╭──

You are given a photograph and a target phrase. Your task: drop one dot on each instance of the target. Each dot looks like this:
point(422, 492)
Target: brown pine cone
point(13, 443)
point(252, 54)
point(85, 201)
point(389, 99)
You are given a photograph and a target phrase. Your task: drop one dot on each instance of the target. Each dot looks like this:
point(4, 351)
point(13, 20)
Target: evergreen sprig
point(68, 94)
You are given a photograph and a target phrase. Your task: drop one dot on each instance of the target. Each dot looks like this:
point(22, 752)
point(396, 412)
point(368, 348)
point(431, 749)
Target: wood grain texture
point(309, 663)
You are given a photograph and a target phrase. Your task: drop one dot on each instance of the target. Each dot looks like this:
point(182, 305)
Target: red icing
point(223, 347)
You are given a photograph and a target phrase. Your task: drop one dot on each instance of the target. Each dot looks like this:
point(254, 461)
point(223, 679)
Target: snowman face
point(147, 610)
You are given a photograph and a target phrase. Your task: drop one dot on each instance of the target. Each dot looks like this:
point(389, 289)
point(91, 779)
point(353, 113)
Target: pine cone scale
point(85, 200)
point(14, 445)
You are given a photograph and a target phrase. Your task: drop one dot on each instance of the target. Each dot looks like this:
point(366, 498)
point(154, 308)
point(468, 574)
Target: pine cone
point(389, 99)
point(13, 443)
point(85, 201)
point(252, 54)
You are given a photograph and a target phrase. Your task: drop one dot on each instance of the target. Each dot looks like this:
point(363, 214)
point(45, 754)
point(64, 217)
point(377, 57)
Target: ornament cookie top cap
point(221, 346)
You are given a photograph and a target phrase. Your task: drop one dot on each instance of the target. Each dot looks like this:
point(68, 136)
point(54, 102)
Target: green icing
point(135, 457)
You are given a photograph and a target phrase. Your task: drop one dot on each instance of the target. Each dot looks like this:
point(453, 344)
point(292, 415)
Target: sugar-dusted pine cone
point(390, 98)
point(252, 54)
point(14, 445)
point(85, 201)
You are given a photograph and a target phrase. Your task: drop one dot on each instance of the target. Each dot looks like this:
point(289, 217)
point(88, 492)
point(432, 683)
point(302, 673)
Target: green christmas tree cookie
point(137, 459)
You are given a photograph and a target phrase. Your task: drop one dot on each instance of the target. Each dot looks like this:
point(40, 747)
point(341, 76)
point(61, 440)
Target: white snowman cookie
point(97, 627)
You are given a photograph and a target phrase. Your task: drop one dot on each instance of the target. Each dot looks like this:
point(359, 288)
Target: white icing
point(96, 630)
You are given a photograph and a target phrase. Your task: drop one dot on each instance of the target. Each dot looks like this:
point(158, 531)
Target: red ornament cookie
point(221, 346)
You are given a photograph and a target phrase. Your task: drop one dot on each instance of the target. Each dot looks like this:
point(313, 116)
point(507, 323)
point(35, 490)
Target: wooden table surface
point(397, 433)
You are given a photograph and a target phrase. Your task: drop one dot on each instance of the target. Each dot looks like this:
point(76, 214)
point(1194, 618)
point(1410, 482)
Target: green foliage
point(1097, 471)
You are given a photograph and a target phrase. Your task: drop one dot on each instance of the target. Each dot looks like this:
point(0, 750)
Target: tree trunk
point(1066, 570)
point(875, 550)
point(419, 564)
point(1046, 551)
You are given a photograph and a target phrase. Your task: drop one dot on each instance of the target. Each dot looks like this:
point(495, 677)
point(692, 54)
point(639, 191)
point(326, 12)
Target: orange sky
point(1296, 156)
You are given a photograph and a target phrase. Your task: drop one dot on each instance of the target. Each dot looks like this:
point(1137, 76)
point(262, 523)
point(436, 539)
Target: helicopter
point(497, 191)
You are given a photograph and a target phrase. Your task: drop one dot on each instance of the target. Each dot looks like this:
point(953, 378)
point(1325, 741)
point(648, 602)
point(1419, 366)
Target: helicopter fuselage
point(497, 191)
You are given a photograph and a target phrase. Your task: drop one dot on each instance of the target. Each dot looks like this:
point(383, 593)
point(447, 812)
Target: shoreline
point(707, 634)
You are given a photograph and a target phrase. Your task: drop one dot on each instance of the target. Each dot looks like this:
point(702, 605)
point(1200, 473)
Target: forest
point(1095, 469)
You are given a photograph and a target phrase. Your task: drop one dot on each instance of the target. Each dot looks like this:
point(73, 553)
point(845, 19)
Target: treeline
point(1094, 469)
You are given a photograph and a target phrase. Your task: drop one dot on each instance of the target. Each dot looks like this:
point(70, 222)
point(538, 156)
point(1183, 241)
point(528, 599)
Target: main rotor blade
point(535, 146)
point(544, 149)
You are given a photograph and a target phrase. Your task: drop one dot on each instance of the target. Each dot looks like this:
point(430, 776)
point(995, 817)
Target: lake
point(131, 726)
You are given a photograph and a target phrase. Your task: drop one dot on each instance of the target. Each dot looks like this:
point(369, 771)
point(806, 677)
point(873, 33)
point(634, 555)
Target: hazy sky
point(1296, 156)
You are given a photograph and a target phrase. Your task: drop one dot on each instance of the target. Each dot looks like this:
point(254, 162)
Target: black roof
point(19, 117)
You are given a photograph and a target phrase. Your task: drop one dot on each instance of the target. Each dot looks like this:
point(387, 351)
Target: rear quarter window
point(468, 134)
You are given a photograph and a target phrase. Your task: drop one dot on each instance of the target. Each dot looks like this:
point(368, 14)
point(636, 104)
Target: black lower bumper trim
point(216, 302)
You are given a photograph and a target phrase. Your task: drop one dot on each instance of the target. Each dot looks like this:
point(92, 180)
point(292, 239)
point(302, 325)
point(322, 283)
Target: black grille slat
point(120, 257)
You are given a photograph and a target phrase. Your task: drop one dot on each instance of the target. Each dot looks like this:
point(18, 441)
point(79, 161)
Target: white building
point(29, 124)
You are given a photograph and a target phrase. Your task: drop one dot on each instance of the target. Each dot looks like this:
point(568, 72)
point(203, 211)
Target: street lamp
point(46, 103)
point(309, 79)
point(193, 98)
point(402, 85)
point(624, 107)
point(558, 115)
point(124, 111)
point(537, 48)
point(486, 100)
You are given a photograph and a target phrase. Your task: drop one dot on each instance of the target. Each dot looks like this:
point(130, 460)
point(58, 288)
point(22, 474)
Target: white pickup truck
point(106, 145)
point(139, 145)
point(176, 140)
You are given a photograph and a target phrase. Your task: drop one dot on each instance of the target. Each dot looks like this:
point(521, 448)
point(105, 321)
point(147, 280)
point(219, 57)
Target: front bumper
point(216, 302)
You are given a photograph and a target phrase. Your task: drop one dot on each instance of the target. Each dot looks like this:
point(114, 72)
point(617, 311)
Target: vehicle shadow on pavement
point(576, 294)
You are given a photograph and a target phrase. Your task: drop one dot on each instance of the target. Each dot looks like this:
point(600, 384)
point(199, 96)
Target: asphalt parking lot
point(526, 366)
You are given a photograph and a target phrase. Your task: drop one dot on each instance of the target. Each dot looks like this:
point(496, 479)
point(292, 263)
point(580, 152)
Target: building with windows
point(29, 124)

╰──

(WHAT THE TASK REQUIRES): Rewrite all the lines of the items above as a numbered list, one line per number, and leave out any blank lines.

(WRITTEN ANSWER):
1. You are given a photograph and a target phrase. Your task: drop one dot on each instance of the target. Each dot looks like this:
2. point(422, 492)
3. Target: brown pine cone
4. point(13, 443)
5. point(252, 54)
6. point(85, 201)
7. point(389, 99)
8. You are given a photograph and a target phrase. Your task: drop one dot on each instance of the target. Each dot looks like this:
9. point(4, 351)
10. point(13, 20)
11. Target: evergreen sprig
12. point(68, 94)
13. You are given a photograph and a target phrase. Your task: drop one dot on each instance of the target. Each dot looks like this:
14. point(22, 752)
15. point(396, 412)
16. point(368, 348)
17. point(431, 749)
18. Target: wood grain texture
19. point(309, 663)
20. You are given a photograph and a target phrase. Your task: drop one dot on each instance of the target. Each dot looks like this:
21. point(182, 305)
22. Target: red icing
23. point(223, 347)
24. You are given a photograph and a target phrase. Your task: drop one dot on each instance of the target. Each dot looks like this:
25. point(254, 461)
26. point(223, 679)
27. Target: snowman face
28. point(147, 610)
29. You are given a photograph and a target phrase. Your task: drop one dot on each instance of the target. Each dot looks like this:
30. point(389, 289)
31. point(91, 779)
32. point(353, 113)
33. Target: pine cone scale
34. point(85, 200)
35. point(14, 445)
36. You are given a photograph and a target phrase. Your task: drop one dot on each instance of the target. Each dot looks like this:
37. point(366, 498)
38. point(154, 308)
39. point(468, 574)
40. Target: pine cone
41. point(389, 99)
42. point(13, 443)
43. point(85, 201)
44. point(252, 54)
45. You are given a photograph and a target phrase. Your task: drop one dot on each instance of the target. Each dot looks like this:
46. point(363, 214)
47. point(45, 754)
48. point(64, 217)
49. point(377, 57)
50. Target: ornament cookie top cap
51. point(221, 346)
52. You are given a photograph and a target phrase. Your task: drop one dot on each instance of the target. Each dot looks like this:
53. point(68, 136)
54. point(54, 102)
55. Target: green icing
56. point(135, 457)
57. You are given a photograph and a target phrase. Your task: drop one dot on each instance of the target. Each dot looks like this:
58. point(453, 344)
59. point(292, 415)
60. Target: sugar-dusted pine cone
61. point(390, 98)
62. point(252, 54)
63. point(14, 445)
64. point(85, 201)
65. You are given a photograph and a target phrase. Your task: drop one dot on each instance of the target. Each dot looks like this:
66. point(289, 217)
67. point(88, 492)
68. point(432, 683)
69. point(302, 673)
70. Target: green christmas tree cookie
71. point(137, 459)
72. You are given a photograph and a target phrase. Your task: drop one dot on each instance of the target. Each dot looks like this:
73. point(40, 747)
74. point(341, 76)
75. point(61, 440)
76. Target: white snowman cookie
77. point(97, 627)
78. You are given a photograph and a target phrase. Your task: drop one dot on each instance of the target. Each dot looks like this:
79. point(359, 288)
80. Target: white icing
81. point(96, 630)
82. You are given a photograph and a target phrase. Your task: drop one dot on each instance of the target. Each dot looks like this:
83. point(158, 531)
84. Target: red ornament cookie
85. point(221, 346)
86. You are given a photograph and a target phrase. Your task: drop one dot on each instance of the target. Each dot looks like this:
87. point(313, 116)
88. point(507, 323)
89. point(35, 490)
90. Target: wooden table surface
91. point(397, 433)
92. You are given a photograph and a target phrase. Your task: drop one dot on each instance of the target. Each dot looks like this:
93. point(76, 214)
94. point(1194, 618)
95. point(1410, 482)
96. Target: green foliage
97. point(1097, 471)
98. You are given a photograph and a target phrase. Your task: drop one dot on each instance of the target. Each dot looks like this:
99. point(0, 750)
100. Target: tree trunk
101. point(1066, 570)
102. point(875, 550)
103. point(419, 564)
104. point(1046, 551)
105. You are given a photograph and a target phrase. Your task: drop one dot on each instance of the target. Each dot looks like this:
106. point(495, 677)
107. point(692, 54)
108. point(639, 191)
109. point(326, 12)
110. Target: orange sky
111. point(1296, 156)
112. You are given a photograph and a target phrase. Your task: drop one dot on each instance of the target. Each dot looks like this:
113. point(1137, 76)
114. point(262, 523)
115. point(436, 539)
116. Target: helicopter
117. point(497, 191)
118. You are given a photograph and a target phrase. Your task: drop one dot on each instance of the target. Each dot looks like this:
119. point(953, 378)
120. point(1325, 741)
121. point(648, 602)
122. point(1419, 366)
123. Target: helicopter fuselage
124. point(497, 191)
125. You are given a photograph and a target phrase. Your task: drop one dot on each instance of the target. Each dot looks like this:
126. point(383, 593)
127. point(447, 812)
128. Target: shoreline
129. point(707, 634)
130. You are given a photograph and a target phrase. Your task: drop one dot on each instance of the target. Each dot looks like this:
131. point(702, 605)
132. point(1200, 473)
133. Target: forest
134. point(1095, 469)
135. You are given a photograph and a target phrase. Your task: drop one dot on each instance of the target. Each dot looks like this:
136. point(73, 553)
137. point(845, 19)
138. Target: treeline
139. point(1094, 469)
140. You are given a photograph and a target phrase. Your task: drop one dot on each instance of the target. Each dot looks like this:
141. point(70, 222)
142. point(538, 156)
143. point(1183, 241)
144. point(528, 599)
145. Target: main rotor blade
146. point(535, 146)
147. point(544, 149)
148. You are given a photograph and a target phrase. Your task: drop one dot on each instance of the target. Each dot looks like this:
149. point(430, 776)
150. point(995, 817)
151. Target: lake
152. point(131, 726)
153. You are given a photograph and a target phrase. Your task: drop one dot on each instance of the target. Each dot looks like this:
154. point(369, 771)
155. point(806, 677)
156. point(873, 33)
157. point(634, 555)
158. Target: hazy sky
159. point(1296, 156)
160. You are given a photograph and a target phrase. Your task: drop one dot on each instance of the target. Each dot looks like this:
161. point(254, 162)
162. Target: black roof
163. point(19, 117)
164. You are given a photograph and a target phrase. Your task: drop one dot on each instance of the target. Each dot looks like this:
165. point(387, 351)
166. Target: rear quarter window
167. point(468, 134)
168. You are given a photograph and a target phrase. Your task: drop one dot on each instance of the target. Each dot looks like this:
169. point(368, 14)
170. point(636, 104)
171. Target: black lower bumper trim
172. point(216, 302)
173. You are given a photograph and a target phrase. Your task: drop one dot on each instance of the target. Each dot looks like this:
174. point(92, 180)
175. point(292, 239)
176. point(302, 325)
177. point(322, 283)
178. Target: black grille slat
179. point(120, 257)
180. You are given a photograph and a target phrase. Your task: drop one dot on each instance of the target. Each dot looks like this:
181. point(18, 441)
182. point(79, 161)
183. Target: white building
184. point(29, 124)
185. You are given a photograph and a target phrase. Your task: drop one dot on each instance of the target. Each dot looks like this:
186. point(568, 72)
187. point(203, 211)
188. Target: street lamp
189. point(46, 103)
190. point(309, 79)
191. point(193, 98)
192. point(402, 85)
193. point(624, 107)
194. point(558, 115)
195. point(124, 111)
196. point(537, 48)
197. point(486, 100)
198. You are given a photograph and a target phrase. Your task: drop one dot on each instance of the target. Each dot looks like this:
199. point(130, 460)
200. point(58, 288)
201. point(22, 474)
202. Target: white pickup truck
203. point(106, 145)
204. point(139, 145)
205. point(176, 140)
206. You are given a photograph and a target phrase. Your task: drop one dot on each instance of the target. Each dot looks like this:
207. point(521, 448)
208. point(105, 321)
209. point(147, 280)
210. point(219, 57)
211. Target: front bumper
212. point(216, 302)
213. You are given a photograph and a target phrase. Your task: drop one dot on each instance of the target. Each dot looks like this:
214. point(114, 72)
215. point(617, 311)
216. Target: vehicle shadow on pavement
217. point(576, 294)
218. You are given a photograph and a target phrase. Your task: drop one dot on each instance of the target. Each dot looks like this:
219. point(600, 384)
220. point(199, 96)
221. Target: asphalt parking lot
222. point(526, 366)
223. You are given a photograph and a target phrase. Your task: drop one dot on each instance of the target. Each dot looks like this:
224. point(496, 479)
225. point(292, 263)
226. point(580, 152)
227. Target: building with windows
228. point(29, 124)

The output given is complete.